What the exercise asks: Every entry is to be reproduced word for word, but the images are not.

Exercise data Start Marker

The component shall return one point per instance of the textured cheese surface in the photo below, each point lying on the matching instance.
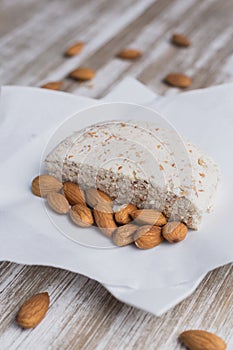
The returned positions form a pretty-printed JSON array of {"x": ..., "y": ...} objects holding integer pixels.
[{"x": 140, "y": 163}]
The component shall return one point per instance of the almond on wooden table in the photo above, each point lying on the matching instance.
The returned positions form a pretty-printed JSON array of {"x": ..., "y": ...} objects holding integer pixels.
[
  {"x": 104, "y": 219},
  {"x": 94, "y": 197},
  {"x": 124, "y": 235},
  {"x": 42, "y": 185},
  {"x": 82, "y": 74},
  {"x": 149, "y": 217},
  {"x": 178, "y": 80},
  {"x": 53, "y": 85},
  {"x": 129, "y": 54},
  {"x": 202, "y": 340},
  {"x": 174, "y": 231},
  {"x": 122, "y": 216},
  {"x": 58, "y": 202},
  {"x": 73, "y": 193},
  {"x": 33, "y": 310},
  {"x": 180, "y": 40},
  {"x": 81, "y": 215},
  {"x": 74, "y": 49},
  {"x": 147, "y": 237}
]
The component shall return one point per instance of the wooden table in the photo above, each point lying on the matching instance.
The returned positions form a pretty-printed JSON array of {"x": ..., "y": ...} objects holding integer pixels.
[{"x": 34, "y": 35}]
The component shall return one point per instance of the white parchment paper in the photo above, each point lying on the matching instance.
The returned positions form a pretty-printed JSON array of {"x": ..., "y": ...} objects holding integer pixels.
[{"x": 28, "y": 116}]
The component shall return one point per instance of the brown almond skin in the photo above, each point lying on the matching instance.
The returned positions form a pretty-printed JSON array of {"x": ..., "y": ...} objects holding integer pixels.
[
  {"x": 81, "y": 215},
  {"x": 147, "y": 237},
  {"x": 42, "y": 185},
  {"x": 82, "y": 74},
  {"x": 149, "y": 217},
  {"x": 178, "y": 80},
  {"x": 202, "y": 340},
  {"x": 123, "y": 215},
  {"x": 124, "y": 235},
  {"x": 74, "y": 49},
  {"x": 180, "y": 40},
  {"x": 53, "y": 85},
  {"x": 94, "y": 197},
  {"x": 33, "y": 310},
  {"x": 174, "y": 231},
  {"x": 73, "y": 193},
  {"x": 58, "y": 203},
  {"x": 130, "y": 54},
  {"x": 104, "y": 219}
]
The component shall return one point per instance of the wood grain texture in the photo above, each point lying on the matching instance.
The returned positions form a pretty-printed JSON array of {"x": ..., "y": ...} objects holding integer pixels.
[{"x": 33, "y": 37}]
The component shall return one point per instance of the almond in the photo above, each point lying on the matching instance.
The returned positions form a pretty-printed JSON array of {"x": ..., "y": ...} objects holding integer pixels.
[
  {"x": 104, "y": 219},
  {"x": 94, "y": 197},
  {"x": 73, "y": 193},
  {"x": 81, "y": 215},
  {"x": 147, "y": 237},
  {"x": 149, "y": 217},
  {"x": 74, "y": 49},
  {"x": 124, "y": 235},
  {"x": 33, "y": 310},
  {"x": 129, "y": 54},
  {"x": 82, "y": 74},
  {"x": 178, "y": 80},
  {"x": 180, "y": 40},
  {"x": 201, "y": 340},
  {"x": 53, "y": 85},
  {"x": 122, "y": 216},
  {"x": 42, "y": 185},
  {"x": 174, "y": 231},
  {"x": 58, "y": 202}
]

Exercise data End Marker

Result of this exercise:
The component shall return one point per instance of the textured cheese surface in the photo below, each point lying on the matching instance.
The returned positions form a pretty-printed JSON array of {"x": ..., "y": ...} objects holding integer pixels.
[{"x": 140, "y": 163}]
The component shall return one point per instance of the almond on wooden table in the photo above, each point lying on the matching instance.
The returned positions form a pretty-printed JSON array of {"x": ..., "y": ...} objects holding integer pixels.
[
  {"x": 104, "y": 219},
  {"x": 94, "y": 197},
  {"x": 124, "y": 235},
  {"x": 42, "y": 185},
  {"x": 82, "y": 74},
  {"x": 149, "y": 217},
  {"x": 178, "y": 80},
  {"x": 53, "y": 85},
  {"x": 129, "y": 54},
  {"x": 202, "y": 340},
  {"x": 174, "y": 231},
  {"x": 122, "y": 216},
  {"x": 58, "y": 202},
  {"x": 73, "y": 193},
  {"x": 33, "y": 310},
  {"x": 180, "y": 40},
  {"x": 81, "y": 215},
  {"x": 74, "y": 49},
  {"x": 147, "y": 237}
]
The component shall return one point per instance of the wooden table in the photo above, each point lying on the matching instance.
The returned positions form a pretty-printed JSON array of {"x": ..., "y": ...} objects holding integer pixels.
[{"x": 34, "y": 35}]
The component shall return one point per instance of the white parchment paper in the photo above, each point lying on the matching instance.
The returned positions form a pretty-printed JSON array of {"x": ..., "y": ...} objects holding integer pixels.
[{"x": 28, "y": 116}]
The component shall return one point per instance of the brown almond skin in the photo above, each point lying on the matching instance.
The returned positions form a pretty-printed JSON array of {"x": ..., "y": ...} objects holding integer pixels.
[
  {"x": 81, "y": 215},
  {"x": 147, "y": 237},
  {"x": 42, "y": 185},
  {"x": 82, "y": 74},
  {"x": 149, "y": 217},
  {"x": 178, "y": 80},
  {"x": 202, "y": 340},
  {"x": 123, "y": 215},
  {"x": 124, "y": 235},
  {"x": 74, "y": 49},
  {"x": 180, "y": 40},
  {"x": 53, "y": 85},
  {"x": 94, "y": 197},
  {"x": 33, "y": 310},
  {"x": 174, "y": 231},
  {"x": 73, "y": 193},
  {"x": 58, "y": 203},
  {"x": 130, "y": 54},
  {"x": 104, "y": 219}
]
The component shall return one point per instance of the wood grain texture in the photo above, each point lying on the matching instance.
The returned positions form a pretty-printed JSON array of {"x": ..., "y": ...} objects holding integer pixels.
[{"x": 33, "y": 37}]
The component shall return one point per instance of the almond in the photo above, each point lying on the matching instance.
The returned positions form a pretty-printed JSON array of {"x": ..., "y": ...} objects holding integer pixels.
[
  {"x": 104, "y": 219},
  {"x": 94, "y": 197},
  {"x": 73, "y": 193},
  {"x": 81, "y": 215},
  {"x": 147, "y": 237},
  {"x": 149, "y": 217},
  {"x": 74, "y": 49},
  {"x": 124, "y": 235},
  {"x": 33, "y": 310},
  {"x": 129, "y": 54},
  {"x": 82, "y": 74},
  {"x": 178, "y": 80},
  {"x": 180, "y": 40},
  {"x": 201, "y": 340},
  {"x": 53, "y": 85},
  {"x": 122, "y": 216},
  {"x": 42, "y": 185},
  {"x": 174, "y": 231},
  {"x": 58, "y": 202}
]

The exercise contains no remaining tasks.